What you should do:
In the text describing the earth energy-flow model, what is the earth's temperature related to?

Extract provided:
--- Start ---

This is a model of energy flow in the earth, particularly heat energy. It shows the earth as rose colored, and the surface of the planet is represented by a black strip. Above the strip there is a blue atmosphere and black space at the top. Clouds and carbon dioxide (CO2) molecules can be added to the atmosphere. The CO2 molecules represent greenhouse gases that block infrared light that is emitted by the earth. Clouds block incoming or outgoing sun rays, influencing the heating up or cooling down of the planet.
HOW IT WORKS
Yellow arrowheads stream downward representing sunlight energy. Some of the sunlight reflects off clouds and more can reflect off the earth's surface.
If sunlight is absorbed by the earth, it turns into a red dot, representing heat energy. Each dot represents the energy of one yellow sunlight arrowhead. The red dots randomly move around the earth, and its temperature is related to the total number of red dots.
Sometimes the red dots transform themselves into infrared (IR) light that heads toward space, carrying off energy. The probability of a red dot becoming IR light depends on the earth's temperature. When the earth is cold, few red dots generate IR light; when it is hot, most do. The IR energy is represented by a magenta arrowhead. Each carries the same energy as a yellow arrowhead and as a red dot. The IR light goes through clouds but can bounce off CO2 molecules.

--- End ---

Given information:

--- Start ---

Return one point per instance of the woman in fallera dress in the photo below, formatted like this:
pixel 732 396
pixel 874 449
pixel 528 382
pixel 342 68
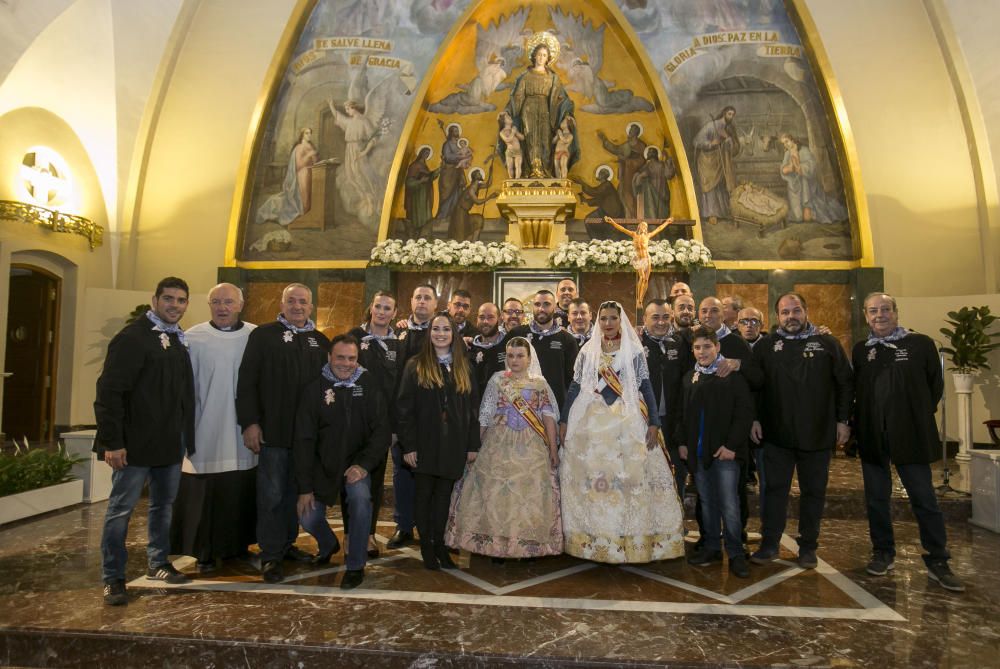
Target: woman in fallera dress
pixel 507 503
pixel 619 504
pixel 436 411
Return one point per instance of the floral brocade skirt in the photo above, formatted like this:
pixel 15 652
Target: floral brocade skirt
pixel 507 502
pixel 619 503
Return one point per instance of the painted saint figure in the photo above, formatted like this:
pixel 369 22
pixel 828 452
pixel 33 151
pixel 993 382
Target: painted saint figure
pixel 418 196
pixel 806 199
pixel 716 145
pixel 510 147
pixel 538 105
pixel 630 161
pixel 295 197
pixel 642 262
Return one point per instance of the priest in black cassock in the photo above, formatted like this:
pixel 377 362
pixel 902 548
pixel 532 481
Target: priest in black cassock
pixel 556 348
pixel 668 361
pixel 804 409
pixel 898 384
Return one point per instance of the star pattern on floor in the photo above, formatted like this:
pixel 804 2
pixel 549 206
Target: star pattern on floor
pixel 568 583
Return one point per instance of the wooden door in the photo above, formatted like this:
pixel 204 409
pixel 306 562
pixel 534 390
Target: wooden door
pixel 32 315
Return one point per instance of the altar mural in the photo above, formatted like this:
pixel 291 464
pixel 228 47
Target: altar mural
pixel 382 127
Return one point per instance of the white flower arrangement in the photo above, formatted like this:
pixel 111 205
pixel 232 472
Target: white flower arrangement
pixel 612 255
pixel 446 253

--- End ---

The answer:
The total number of red dots.